Reproduce each line of the material below verbatim, without changing anything.

------ Provided data

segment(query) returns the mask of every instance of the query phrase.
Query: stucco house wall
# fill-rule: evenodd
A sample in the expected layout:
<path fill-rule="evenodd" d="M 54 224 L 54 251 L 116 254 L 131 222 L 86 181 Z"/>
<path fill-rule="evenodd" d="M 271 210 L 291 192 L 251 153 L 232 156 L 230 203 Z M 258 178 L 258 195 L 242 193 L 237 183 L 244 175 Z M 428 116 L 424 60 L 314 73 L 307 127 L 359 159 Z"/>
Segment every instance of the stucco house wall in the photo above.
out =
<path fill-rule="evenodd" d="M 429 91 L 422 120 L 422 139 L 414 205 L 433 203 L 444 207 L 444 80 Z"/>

------------

Solution for this task.
segment(query) returns the mask of every instance of the query phrase.
Query: stucco house wall
# fill-rule: evenodd
A sample in the expected layout:
<path fill-rule="evenodd" d="M 54 224 L 54 251 L 116 254 L 131 222 L 86 181 Z"/>
<path fill-rule="evenodd" d="M 271 210 L 291 192 L 251 153 L 232 156 L 230 203 Z M 258 178 L 258 195 L 242 193 L 237 183 L 244 175 Z M 428 116 L 424 60 L 314 73 L 307 127 L 359 159 Z"/>
Segment every instance of the stucco house wall in the photo above.
out =
<path fill-rule="evenodd" d="M 429 91 L 422 120 L 422 139 L 414 205 L 433 203 L 444 207 L 444 80 Z"/>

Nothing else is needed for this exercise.